[Excerpts of location labeling data]

Begin

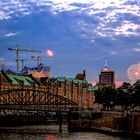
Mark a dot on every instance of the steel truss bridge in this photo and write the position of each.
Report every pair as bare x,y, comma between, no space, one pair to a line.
34,100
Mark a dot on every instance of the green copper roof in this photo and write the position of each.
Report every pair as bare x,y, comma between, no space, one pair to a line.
91,88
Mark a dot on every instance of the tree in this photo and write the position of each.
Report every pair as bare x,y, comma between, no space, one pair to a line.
136,93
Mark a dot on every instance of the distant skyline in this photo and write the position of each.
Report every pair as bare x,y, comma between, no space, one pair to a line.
82,34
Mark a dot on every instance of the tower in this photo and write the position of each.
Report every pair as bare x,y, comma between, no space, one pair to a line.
107,77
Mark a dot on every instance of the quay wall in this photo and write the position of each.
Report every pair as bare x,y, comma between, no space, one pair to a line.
112,122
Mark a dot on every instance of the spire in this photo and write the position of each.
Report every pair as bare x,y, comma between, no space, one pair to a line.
105,66
105,62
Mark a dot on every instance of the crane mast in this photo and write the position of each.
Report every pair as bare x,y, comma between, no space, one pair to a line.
17,49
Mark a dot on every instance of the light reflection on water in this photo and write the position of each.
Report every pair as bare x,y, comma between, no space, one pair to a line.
65,136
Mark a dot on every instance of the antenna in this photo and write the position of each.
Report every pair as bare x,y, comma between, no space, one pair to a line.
105,62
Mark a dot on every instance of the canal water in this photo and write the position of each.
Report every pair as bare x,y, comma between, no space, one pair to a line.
51,133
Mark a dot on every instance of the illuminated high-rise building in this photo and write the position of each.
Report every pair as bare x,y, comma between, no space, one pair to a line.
107,77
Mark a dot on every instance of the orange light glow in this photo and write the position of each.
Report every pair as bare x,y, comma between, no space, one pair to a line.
50,53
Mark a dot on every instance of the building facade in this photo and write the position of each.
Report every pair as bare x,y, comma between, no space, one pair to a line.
107,77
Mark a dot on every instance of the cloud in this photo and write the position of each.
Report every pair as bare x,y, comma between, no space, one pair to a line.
136,49
109,15
11,34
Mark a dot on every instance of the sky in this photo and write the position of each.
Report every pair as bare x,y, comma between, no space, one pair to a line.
81,33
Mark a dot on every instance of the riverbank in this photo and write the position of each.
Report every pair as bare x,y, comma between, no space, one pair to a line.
35,129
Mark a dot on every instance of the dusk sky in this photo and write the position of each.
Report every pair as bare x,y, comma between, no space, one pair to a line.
82,34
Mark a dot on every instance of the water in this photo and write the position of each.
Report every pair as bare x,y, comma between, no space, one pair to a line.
72,136
54,135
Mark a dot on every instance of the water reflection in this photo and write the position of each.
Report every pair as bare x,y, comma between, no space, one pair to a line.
65,136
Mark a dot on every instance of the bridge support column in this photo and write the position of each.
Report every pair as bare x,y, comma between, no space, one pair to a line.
60,120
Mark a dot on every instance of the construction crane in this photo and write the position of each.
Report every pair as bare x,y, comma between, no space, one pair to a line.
23,62
38,58
17,49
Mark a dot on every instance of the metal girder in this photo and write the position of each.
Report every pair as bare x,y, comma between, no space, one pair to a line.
33,100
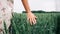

End

→ **Problem to work on**:
Please give all the rows above again with "Mark a dot" replaced by "Place a point" and everything else unchanged, leaving the pictures out.

→ **Solution below**:
Place a point on every instance of the steel truss bridge in this photo and write the position of each.
Report every pair as bare x,y, comma between, no space, one pair to a line.
34,100
Place a point on every instance of the green copper roof in this photo and write the position of each.
Report every pair as bare x,y, comma between, no space, one pair to a line.
91,88
Place a point on every instance of the tree in this photo and write the position of each.
Report every pair as bare x,y, comma between, no space, one pair to a line.
136,93
Place a point on every instance of the distant skyline in this photo and write the position of each.
Report every pair as bare x,y, comma between, no space, one pair to a line.
82,34
Place a point on every instance of the tower in this photo and write the position of each.
Report every pair as bare x,y, comma between, no space, one pair to a line.
107,77
Place a point on every instance of the quay wall in this photo and write the position of each.
Report every pair as bare x,y, comma between, no space, one pair to a line.
112,122
Place a point on every instance of the spire in this photo and write the position of each.
Report every pair as bare x,y, comma between, no space, one pair to a line.
105,66
105,62
Place a point on every instance of the crane mast in this photo and write the position of each.
Report every pair as bare x,y, comma between, no space, one pair to a line.
17,49
Place a point on every instance of the light reflection on water in this photo and write the position of each.
Report every pair as bare x,y, comma between, no space, one pair to a line.
65,136
Place a point on every instance of the antenna in this photo and write the position of each.
Report every pair as bare x,y, comma between, no space, one pair to a line.
105,62
Place a point on every instance of the canal water in this photo and write the position of each.
Report every pair as bare x,y, comma between, no space, one pair to a line.
51,133
Place a point on every instance of the illuminated high-rise building in this photo and write the position of each.
Report every pair as bare x,y, comma between, no space, one pair to a line.
107,77
Place a point on every instance of the orange light glow in this photo and write the position of each.
Report every pair as bare x,y, comma between, no space, one pair to a line.
50,53
Place a point on every instance of the building facade in this photo and write the position of each.
Report every pair as bare x,y, comma between, no space, one pair to a line.
107,77
Place a point on every instance of the cloud in this photo and write the position of each.
Report every pair as bare x,y, comma between, no space, one pair to a line.
136,49
109,15
11,34
Place a point on every instance of the sky in this photo and write the position of each.
Report every pair as bare x,y, comma between, no space, one pair to a line.
81,33
Place a point on every instance of the riverbank in this photo and write the position of each.
Report every pair as bare x,y, comma between, no space, one pair to a line.
35,129
Place a point on every instance of the dusk sky in this photo and write the position of each.
Report every pair as bare x,y, comma between, no space, one pair to a line.
82,34
Place a point on every instance of the water in this photo and write the position of each.
Report every pair as bare x,y, comma between, no space, one pair to a line.
72,136
54,135
Place a point on every instance of the water reflection in this photo and write the position of each.
Report every pair as bare x,y, comma between, no space, one pair to a line.
65,136
Place a point on every instance of the bridge support column in this photo and write the position of each.
Report every pair as bare x,y, comma between, no space, one pair to a line.
60,120
Place a point on every instance of the construction crane in this photo and write the position of each.
Report every pair as bare x,y, comma between, no space, one pair to a line.
23,62
38,58
17,49
Place a point on every instance of the metal girder in this photo and write the position of each.
Report every pair as bare x,y, comma between, no space, one pair to a line.
33,100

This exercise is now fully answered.